* **About this task**
Scan the entries that follow and give only the number of lines containing "stone".
(Available data Opens)
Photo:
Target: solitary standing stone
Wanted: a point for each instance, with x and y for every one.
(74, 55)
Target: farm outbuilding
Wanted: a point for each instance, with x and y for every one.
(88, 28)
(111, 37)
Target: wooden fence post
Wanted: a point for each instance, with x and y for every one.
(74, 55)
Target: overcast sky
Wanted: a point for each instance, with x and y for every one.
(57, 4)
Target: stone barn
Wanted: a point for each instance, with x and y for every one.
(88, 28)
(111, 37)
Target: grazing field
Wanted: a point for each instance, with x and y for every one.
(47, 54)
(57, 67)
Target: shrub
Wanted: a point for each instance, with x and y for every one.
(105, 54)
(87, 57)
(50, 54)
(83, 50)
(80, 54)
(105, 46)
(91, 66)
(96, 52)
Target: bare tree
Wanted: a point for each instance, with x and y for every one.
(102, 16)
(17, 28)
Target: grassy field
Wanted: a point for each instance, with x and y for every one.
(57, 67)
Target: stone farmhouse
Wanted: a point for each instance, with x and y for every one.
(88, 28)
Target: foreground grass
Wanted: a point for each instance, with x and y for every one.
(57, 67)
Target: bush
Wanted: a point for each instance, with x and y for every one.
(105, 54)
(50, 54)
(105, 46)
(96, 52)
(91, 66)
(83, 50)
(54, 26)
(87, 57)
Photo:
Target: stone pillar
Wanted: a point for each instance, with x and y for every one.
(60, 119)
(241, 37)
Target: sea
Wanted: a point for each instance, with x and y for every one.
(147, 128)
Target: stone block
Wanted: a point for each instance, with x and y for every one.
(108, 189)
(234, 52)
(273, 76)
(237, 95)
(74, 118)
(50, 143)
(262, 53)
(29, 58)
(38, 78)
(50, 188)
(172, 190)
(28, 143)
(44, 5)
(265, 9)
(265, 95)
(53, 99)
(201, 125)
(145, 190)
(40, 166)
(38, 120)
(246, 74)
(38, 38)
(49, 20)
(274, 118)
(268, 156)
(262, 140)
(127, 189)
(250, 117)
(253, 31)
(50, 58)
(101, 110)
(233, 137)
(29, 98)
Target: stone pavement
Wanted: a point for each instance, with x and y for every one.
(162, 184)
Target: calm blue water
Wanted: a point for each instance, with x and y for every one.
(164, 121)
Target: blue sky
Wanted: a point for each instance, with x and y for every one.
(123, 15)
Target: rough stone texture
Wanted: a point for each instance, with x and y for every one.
(Available data Closes)
* **Written answer**
7